━━━━━ Dataset records ━━━━━

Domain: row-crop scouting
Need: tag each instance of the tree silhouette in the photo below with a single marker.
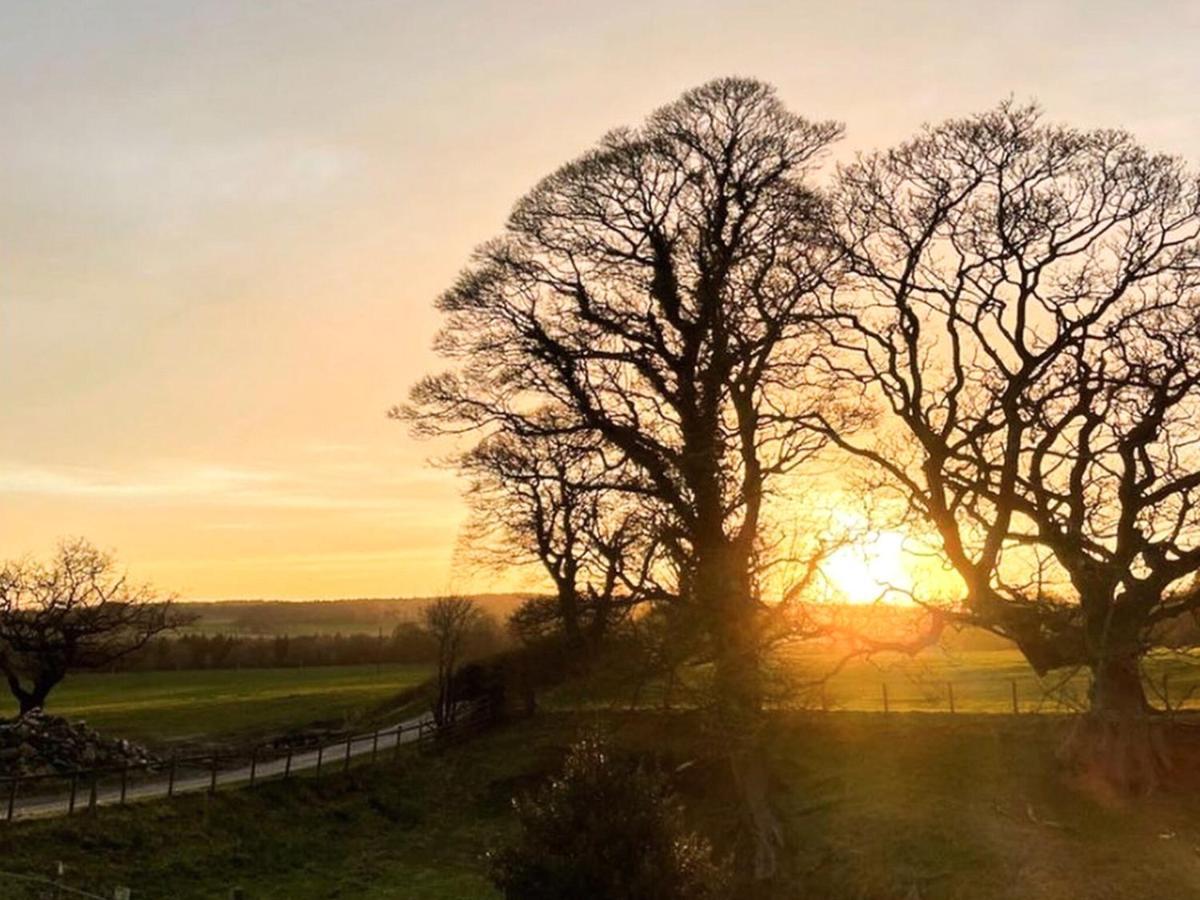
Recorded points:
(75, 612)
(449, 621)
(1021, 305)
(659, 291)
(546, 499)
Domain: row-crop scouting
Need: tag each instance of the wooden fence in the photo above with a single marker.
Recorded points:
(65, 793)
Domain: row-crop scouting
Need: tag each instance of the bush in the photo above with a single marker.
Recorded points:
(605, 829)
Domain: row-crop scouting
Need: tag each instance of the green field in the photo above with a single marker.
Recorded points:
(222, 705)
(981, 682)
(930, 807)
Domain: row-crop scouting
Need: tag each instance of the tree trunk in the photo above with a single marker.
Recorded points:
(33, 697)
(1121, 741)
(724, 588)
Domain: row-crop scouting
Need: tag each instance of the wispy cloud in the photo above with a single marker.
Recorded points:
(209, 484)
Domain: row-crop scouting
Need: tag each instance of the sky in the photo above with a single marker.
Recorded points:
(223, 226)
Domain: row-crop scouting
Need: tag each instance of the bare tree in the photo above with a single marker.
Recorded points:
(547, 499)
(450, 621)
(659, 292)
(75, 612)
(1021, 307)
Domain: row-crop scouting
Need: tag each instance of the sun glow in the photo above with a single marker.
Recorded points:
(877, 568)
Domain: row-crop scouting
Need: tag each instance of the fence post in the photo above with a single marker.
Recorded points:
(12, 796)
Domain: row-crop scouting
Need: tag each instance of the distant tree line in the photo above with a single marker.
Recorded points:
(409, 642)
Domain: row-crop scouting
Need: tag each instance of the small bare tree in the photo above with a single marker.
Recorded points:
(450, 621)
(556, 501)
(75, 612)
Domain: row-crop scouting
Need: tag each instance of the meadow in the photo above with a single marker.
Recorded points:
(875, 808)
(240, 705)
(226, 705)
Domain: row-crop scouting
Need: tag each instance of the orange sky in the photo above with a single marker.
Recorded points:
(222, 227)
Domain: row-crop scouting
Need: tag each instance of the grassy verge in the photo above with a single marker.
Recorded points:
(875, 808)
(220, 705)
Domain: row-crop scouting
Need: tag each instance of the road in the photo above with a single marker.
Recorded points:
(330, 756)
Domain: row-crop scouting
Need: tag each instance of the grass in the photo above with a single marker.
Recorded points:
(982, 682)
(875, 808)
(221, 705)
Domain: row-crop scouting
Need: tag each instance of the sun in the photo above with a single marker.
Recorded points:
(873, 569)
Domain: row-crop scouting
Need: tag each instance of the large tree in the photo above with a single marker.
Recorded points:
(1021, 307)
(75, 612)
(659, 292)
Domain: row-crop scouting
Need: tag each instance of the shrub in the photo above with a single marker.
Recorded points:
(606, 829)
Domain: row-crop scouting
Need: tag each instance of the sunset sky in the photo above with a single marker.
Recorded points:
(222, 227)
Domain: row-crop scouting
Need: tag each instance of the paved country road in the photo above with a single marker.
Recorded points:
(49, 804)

━━━━━

Description of the task
Say how many lines above contain "tree", and give no words besides the number.

Written solution
6